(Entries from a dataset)
════════
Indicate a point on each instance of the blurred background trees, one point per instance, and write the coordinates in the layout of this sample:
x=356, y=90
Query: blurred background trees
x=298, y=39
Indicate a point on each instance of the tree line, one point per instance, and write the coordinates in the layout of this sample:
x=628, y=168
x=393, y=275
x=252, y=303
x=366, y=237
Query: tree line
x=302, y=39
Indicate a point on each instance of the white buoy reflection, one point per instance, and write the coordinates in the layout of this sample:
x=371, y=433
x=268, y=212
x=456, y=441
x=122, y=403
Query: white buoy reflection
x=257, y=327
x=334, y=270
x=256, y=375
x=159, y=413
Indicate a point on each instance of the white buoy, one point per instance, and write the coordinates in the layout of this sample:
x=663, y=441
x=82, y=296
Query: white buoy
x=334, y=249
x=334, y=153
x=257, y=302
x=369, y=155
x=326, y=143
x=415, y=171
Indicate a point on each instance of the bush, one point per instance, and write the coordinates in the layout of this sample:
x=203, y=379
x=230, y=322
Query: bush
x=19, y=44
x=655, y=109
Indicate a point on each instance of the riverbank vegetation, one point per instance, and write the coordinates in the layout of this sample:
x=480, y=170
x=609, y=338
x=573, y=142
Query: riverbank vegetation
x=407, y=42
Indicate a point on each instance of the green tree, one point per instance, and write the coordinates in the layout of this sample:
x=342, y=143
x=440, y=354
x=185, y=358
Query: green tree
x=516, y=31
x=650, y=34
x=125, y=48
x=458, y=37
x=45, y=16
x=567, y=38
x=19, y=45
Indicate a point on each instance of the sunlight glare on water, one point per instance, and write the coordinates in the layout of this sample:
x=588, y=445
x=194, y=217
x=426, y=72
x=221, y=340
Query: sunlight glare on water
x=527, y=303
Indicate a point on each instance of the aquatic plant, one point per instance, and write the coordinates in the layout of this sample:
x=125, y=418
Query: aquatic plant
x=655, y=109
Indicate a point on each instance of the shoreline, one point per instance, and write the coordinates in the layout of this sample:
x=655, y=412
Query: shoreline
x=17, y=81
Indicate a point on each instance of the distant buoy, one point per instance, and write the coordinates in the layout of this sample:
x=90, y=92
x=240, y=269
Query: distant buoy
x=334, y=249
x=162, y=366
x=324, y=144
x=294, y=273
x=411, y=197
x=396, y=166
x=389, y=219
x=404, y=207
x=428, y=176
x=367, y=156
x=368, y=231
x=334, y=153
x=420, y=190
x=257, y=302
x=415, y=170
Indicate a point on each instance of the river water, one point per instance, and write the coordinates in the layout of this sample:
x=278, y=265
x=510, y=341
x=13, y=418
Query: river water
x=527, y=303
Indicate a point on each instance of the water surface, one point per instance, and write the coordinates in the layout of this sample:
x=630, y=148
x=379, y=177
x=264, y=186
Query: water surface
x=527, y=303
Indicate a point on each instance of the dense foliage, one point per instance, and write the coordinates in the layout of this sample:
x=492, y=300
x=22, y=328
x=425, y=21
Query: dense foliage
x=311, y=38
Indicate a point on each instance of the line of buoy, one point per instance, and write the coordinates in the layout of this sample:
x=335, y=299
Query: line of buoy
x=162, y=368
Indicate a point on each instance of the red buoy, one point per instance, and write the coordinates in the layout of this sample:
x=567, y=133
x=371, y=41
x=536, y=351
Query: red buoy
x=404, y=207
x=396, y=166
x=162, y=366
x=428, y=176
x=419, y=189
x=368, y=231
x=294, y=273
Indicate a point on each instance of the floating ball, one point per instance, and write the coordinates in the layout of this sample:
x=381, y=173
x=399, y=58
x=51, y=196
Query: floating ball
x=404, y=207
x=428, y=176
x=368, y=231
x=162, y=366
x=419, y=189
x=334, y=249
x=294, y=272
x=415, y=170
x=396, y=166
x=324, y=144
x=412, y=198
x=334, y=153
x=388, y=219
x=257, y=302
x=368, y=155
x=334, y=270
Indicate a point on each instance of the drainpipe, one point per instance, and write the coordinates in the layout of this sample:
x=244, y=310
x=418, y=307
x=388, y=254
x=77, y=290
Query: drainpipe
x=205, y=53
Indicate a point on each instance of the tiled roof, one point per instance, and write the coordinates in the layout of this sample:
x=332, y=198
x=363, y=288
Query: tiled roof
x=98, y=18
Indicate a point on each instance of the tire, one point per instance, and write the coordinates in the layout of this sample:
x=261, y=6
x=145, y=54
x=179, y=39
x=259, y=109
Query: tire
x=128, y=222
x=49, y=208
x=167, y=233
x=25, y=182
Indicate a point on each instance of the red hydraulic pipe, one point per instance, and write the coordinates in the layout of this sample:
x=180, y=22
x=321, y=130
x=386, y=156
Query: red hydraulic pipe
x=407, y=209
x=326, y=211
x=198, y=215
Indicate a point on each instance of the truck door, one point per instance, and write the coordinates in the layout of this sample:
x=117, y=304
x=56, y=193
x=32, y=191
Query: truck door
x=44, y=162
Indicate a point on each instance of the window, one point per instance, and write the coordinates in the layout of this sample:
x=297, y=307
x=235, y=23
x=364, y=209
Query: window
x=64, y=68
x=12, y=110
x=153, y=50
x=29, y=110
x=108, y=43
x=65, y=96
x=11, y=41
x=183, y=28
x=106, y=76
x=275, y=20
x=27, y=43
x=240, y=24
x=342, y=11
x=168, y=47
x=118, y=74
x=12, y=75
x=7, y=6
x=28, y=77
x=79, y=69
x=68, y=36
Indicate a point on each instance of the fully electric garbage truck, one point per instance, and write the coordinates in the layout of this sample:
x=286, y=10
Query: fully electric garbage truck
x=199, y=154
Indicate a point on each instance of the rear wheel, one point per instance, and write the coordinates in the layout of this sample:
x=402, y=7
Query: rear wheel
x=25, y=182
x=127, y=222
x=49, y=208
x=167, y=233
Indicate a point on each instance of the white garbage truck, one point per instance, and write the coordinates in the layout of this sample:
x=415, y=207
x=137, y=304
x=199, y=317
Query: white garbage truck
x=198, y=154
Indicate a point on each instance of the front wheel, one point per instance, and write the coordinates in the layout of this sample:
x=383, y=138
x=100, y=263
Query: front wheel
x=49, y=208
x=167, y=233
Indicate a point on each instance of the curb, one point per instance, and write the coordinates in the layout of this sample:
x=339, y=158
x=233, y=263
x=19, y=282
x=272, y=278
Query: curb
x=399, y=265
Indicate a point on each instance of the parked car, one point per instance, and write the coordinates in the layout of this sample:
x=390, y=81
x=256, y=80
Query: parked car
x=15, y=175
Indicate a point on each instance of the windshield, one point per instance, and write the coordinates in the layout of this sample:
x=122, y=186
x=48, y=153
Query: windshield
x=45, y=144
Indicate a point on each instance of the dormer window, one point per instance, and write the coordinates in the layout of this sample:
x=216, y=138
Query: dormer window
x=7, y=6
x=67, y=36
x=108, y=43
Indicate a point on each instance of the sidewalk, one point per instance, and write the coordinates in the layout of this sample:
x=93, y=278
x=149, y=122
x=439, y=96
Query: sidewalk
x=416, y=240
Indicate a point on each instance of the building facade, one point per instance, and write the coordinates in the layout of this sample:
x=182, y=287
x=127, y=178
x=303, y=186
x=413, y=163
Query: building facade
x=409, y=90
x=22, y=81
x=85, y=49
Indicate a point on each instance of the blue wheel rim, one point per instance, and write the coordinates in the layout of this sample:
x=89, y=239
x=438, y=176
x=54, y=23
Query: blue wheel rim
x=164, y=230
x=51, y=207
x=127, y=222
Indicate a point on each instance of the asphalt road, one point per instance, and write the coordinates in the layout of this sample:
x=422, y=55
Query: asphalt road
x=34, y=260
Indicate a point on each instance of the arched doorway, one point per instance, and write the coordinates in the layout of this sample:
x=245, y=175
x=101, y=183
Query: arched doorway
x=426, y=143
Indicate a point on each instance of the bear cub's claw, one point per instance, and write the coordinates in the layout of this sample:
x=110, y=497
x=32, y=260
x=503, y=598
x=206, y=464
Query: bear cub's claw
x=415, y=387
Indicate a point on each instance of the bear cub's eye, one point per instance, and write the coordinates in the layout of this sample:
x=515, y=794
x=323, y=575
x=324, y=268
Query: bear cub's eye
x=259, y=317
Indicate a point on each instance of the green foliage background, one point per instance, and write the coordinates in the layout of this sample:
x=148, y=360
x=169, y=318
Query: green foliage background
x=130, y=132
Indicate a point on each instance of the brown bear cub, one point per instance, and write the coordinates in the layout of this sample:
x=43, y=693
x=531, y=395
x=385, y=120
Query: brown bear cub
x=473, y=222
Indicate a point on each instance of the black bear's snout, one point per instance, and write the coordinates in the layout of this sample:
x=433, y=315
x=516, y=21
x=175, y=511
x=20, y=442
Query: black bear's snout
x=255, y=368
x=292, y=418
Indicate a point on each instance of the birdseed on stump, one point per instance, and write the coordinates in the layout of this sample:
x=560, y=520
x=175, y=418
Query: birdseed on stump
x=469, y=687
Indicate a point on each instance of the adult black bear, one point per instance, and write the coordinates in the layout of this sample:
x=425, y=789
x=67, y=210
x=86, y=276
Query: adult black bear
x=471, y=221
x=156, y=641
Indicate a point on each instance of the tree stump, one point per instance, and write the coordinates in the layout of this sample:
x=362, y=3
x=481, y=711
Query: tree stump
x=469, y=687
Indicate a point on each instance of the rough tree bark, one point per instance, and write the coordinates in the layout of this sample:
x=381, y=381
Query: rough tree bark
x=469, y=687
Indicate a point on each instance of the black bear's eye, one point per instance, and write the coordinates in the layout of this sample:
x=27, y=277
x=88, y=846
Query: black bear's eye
════════
Set task
Rewrite the records from the beginning through the line containing "x=298, y=39", inclusive, with "background" changed to "distant" and everything else left as it is.

Worked answer
Indicate a point on each instance of the blurred distant trees, one point per instance, and write the coordinates in the layout of this sample:
x=356, y=90
Query: blurred distant trees
x=298, y=39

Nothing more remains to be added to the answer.